* **WORK INSTRUCTIONS**
Render every line of the rows below as a Markdown table with the columns "Row" and "Line," numbering each line in order and leaving out blank lines.

(Excerpts of bounding box data)
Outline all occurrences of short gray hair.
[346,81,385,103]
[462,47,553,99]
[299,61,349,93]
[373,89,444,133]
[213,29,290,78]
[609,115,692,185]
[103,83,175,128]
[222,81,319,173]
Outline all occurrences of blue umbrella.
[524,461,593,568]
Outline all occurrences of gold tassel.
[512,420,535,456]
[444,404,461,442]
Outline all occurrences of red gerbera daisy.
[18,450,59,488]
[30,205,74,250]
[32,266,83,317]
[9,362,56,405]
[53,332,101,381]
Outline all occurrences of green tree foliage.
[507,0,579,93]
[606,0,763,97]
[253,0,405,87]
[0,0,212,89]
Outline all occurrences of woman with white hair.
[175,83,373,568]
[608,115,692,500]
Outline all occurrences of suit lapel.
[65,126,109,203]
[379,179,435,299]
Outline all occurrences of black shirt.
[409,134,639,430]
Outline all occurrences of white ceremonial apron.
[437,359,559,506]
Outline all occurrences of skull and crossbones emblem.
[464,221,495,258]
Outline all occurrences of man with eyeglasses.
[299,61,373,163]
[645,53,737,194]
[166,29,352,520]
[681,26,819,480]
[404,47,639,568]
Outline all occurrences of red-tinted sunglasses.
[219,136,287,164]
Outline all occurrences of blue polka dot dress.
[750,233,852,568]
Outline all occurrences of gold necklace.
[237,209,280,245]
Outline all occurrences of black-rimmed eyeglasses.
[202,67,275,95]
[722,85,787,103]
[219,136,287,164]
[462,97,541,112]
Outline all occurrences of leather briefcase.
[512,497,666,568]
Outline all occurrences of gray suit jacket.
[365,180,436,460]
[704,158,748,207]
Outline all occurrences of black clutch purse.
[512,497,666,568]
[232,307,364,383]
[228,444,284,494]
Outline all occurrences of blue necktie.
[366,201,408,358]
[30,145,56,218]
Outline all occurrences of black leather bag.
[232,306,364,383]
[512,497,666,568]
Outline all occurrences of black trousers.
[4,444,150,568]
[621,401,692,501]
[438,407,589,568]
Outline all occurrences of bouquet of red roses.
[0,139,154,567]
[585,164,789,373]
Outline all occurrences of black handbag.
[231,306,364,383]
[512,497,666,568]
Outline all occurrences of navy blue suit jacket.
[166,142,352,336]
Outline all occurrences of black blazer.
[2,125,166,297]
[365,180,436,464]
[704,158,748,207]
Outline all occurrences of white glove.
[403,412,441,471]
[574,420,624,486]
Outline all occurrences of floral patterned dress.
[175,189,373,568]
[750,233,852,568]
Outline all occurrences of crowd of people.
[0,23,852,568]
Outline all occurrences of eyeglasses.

* **RESULT OF THIS TASK**
| Row | Line |
|---|---|
| 1 | Outline all occurrences of short gray hair. |
| 2 | [346,81,385,103] |
| 3 | [462,47,553,99] |
| 4 | [299,61,349,93] |
| 5 | [373,89,444,133] |
| 6 | [213,29,290,78] |
| 7 | [609,115,692,185] |
| 8 | [103,83,175,128] |
| 9 | [222,81,319,173] |
| 10 | Outline all occurrences of blue umbrella. |
| 11 | [524,461,593,568] |
| 12 | Outline all occurrences of gold tassel. |
| 13 | [512,420,535,456] |
| 14 | [444,404,461,442] |
| 15 | Outline all occurrences of red gerbera daisy. |
| 16 | [18,450,59,488] |
| 17 | [30,205,74,250] |
| 18 | [32,266,83,317] |
| 19 | [9,362,56,405] |
| 20 | [53,332,101,381] |
| 21 | Outline all occurrences of green tree foliage. |
| 22 | [507,0,579,93] |
| 23 | [606,0,763,97] |
| 24 | [253,0,405,87] |
| 25 | [0,0,212,89] |
| 26 | Outline all occurrences of woman with white hair. |
| 27 | [175,83,373,568] |
| 28 | [608,115,692,500] |
| 29 | Outline all occurrences of suit lapel. |
| 30 | [65,126,109,203] |
| 31 | [379,179,435,299] |
| 32 | Outline all occurrences of black shirt. |
| 33 | [409,134,639,430] |
| 34 | Outline all occurrences of white ceremonial apron. |
| 35 | [437,359,559,506] |
| 36 | Outline all occurrences of skull and crossbones emblem. |
| 37 | [464,221,495,258] |
| 38 | Outline all occurrences of man with eyeglasses. |
| 39 | [299,61,373,163] |
| 40 | [645,53,737,194] |
| 41 | [166,29,352,520] |
| 42 | [681,26,819,480] |
| 43 | [404,47,639,568] |
| 44 | Outline all occurrences of red-tinted sunglasses. |
| 45 | [219,136,287,164] |
| 46 | Outline all occurrences of blue polka dot dress. |
| 47 | [750,233,852,568] |
| 48 | Outline all occurrences of gold necklace. |
| 49 | [237,209,280,245] |
| 50 | Outline all occurrences of black-rimmed eyeglasses. |
| 51 | [202,67,275,95] |
| 52 | [722,85,787,103] |
| 53 | [219,136,287,164] |
| 54 | [462,97,541,112] |
| 55 | Outline all occurrences of leather briefcase. |
| 56 | [512,497,666,568] |
| 57 | Outline all occurrences of gray suit jacket. |
| 58 | [365,180,436,460] |
| 59 | [704,158,748,207] |
| 60 | Outline all occurrences of black clutch purse. |
| 61 | [512,497,666,568] |
| 62 | [232,307,364,383] |
| 63 | [228,444,284,494] |
| 64 | Outline all occurrences of blue necktie. |
| 65 | [366,201,408,358] |
| 66 | [30,145,56,218] |
| 67 | Outline all occurrences of black leather bag. |
| 68 | [232,306,364,383] |
| 69 | [512,497,666,568] |
| 70 | Outline all occurrences of black trousers. |
| 71 | [4,444,150,568] |
| 72 | [621,401,692,501] |
| 73 | [438,407,589,568] |
| 74 | Outline all occurrences of bouquet of red roses. |
| 75 | [0,139,154,567] |
| 76 | [585,164,789,373] |
| 77 | Outline all occurrences of black handbag. |
| 78 | [231,306,364,383] |
| 79 | [512,497,666,568] |
| 80 | Outline all occurrences of navy blue suit jacket. |
| 81 | [166,142,352,336] |
| 82 | Outline all occurrences of black blazer. |
| 83 | [2,125,166,297] |
| 84 | [365,180,436,464] |
| 85 | [704,158,748,207] |
| 86 | Outline all occurrences of white glove. |
| 87 | [403,412,441,471] |
| 88 | [574,420,624,486] |
| 89 | Outline all occurrences of floral patterned dress. |
| 90 | [175,189,373,568] |
| 91 | [750,233,852,568] |
| 92 | Outline all occurrences of crowd of people. |
| 93 | [0,23,852,568] |
| 94 | Outline all occurrences of eyeglasses. |